Publié le 26 Feb 2024 - 12:50
FACT-CHECKING

Non, Khalifa Ababacar Sall n’est pas français !

 

La double nationalité présumée du candidat Khalifa Ababacar Sall a alimenté la polémique, ces derniers temps. Les recherches faites par ‘’EnQuête’’ montrent que l’ancien maire de Dakar était effectivement titulaire de la nationalité française, mais l’a perdue depuis le 31 octobre 2015.

 

La question de la nationalité exclusive de certains candidats continue de défrayer la chronique. Après le coup de théâtre provoqué par les affaires Karim Wade et Rose Wardini, d'autres candidats sont accusés d'être dans la même situation. Parmi eux, figure l'ancien maire de Dakar Khalifa Ababacar Sall, investi par la coalition Khalifa Président.  

Le débat sur sa présumée double nationalité (il est accusé d’avoir la nationalité française en sus de celle sénégalaise) a été exacerbé par un article publié le jeudi 22 février 2024 par le journal ‘’DirectNews’’. À sa une, le quotidien sénégalais s'interroge en ces termes : ‘’Khalifa Sall est-il français ?’’ Dans l’article, à la page 3, après avoir fait état des allégations contre le candidat à la présidence de la République, l’auteur, qui répond aux initiales de MRD – les mêmes que le directeur de publication du journal Mademba Ramata Dia - justifie dans son chapeau : ‘’… En tout état de cause, l’homme détient le passeport et la carte d’identité française.’’

Plus loin, le journal mentionne les références des différentes pièces dont serait détenteur Khalifa Ababacar Sall. Seulement, les pièces qui ont été citées ont été délivrées en 2005 et ont expiré depuis 2015, d’après la même source. Le journaliste d’ajouter comme pour convaincre que le candidat est toujours détenteur de la nationalité française : "Nos recherches n’ont révélé aucun décret français attestant que Khalifa Sall a renoncé à sa nationalité. Étant né le 1er janvier 1956 à Louga avant l’indépendance, il ne pouvait pas prétendre à la nationalité française certainement, il a acquis cette nationalité à la suite de son mariage avec Gaëlle Samb dont la mère est française."

→ **Énoncé A**:
Recopiez le passage de l'article allant de « Publié le 26 » à « coalition Khalifa Président. ».
→ **Énoncé B**:
Relevez toutes les personnes désignées par leur nom dans l'article.
Les lignes qui suivent n'ont aucun rapport avec l'article.

→ **Lignes fournies**:
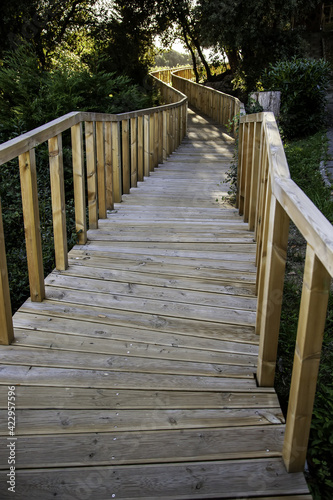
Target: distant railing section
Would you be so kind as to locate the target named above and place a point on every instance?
(110, 154)
(222, 108)
(268, 199)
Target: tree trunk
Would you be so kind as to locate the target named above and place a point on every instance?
(188, 45)
(202, 57)
(233, 60)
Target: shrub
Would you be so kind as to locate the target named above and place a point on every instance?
(303, 84)
(29, 97)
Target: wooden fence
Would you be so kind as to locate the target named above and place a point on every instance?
(268, 199)
(222, 108)
(110, 154)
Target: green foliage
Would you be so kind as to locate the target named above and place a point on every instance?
(303, 84)
(29, 97)
(253, 106)
(171, 59)
(303, 158)
(253, 33)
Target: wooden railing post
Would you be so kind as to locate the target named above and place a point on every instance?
(156, 137)
(79, 183)
(108, 165)
(241, 167)
(146, 145)
(125, 157)
(6, 322)
(28, 175)
(311, 324)
(58, 202)
(134, 152)
(116, 163)
(255, 173)
(160, 137)
(270, 292)
(151, 142)
(101, 181)
(91, 174)
(140, 149)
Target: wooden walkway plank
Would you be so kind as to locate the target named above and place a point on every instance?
(219, 479)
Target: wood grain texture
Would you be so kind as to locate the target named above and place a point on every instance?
(135, 376)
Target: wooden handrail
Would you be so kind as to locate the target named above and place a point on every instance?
(268, 199)
(223, 108)
(120, 149)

→ **Réponse A**:
Publié le 26 Feb 2024 - 12:50
FACT-CHECKING

Non, Khalifa Ababacar Sall n’est pas français !

 

La double nationalité présumée du candidat Khalifa Ababacar Sall a alimenté la polémique, ces derniers temps. Les recherches faites par ‘’EnQuête’’ montrent que l’ancien maire de Dakar était effectivement titulaire de la nationalité française, mais l’a perdue depuis le 31 octobre 2015.

 

La question de la nationalité exclusive de certains candidats continue de défrayer la chronique. Après le coup de théâtre provoqué par les affaires Karim Wade et Rose Wardini, d'autres candidats sont accusés d'être dans la même situation. Parmi eux, figure l'ancien maire de Dakar Khalifa Ababacar Sall, investi par la coalition Khalifa Président.

→ **Réponse B**:
Khalifa Ababacar Sall
Karim Wade
Rose Wardini
Mademba Ramata Dia
Gaëlle Samb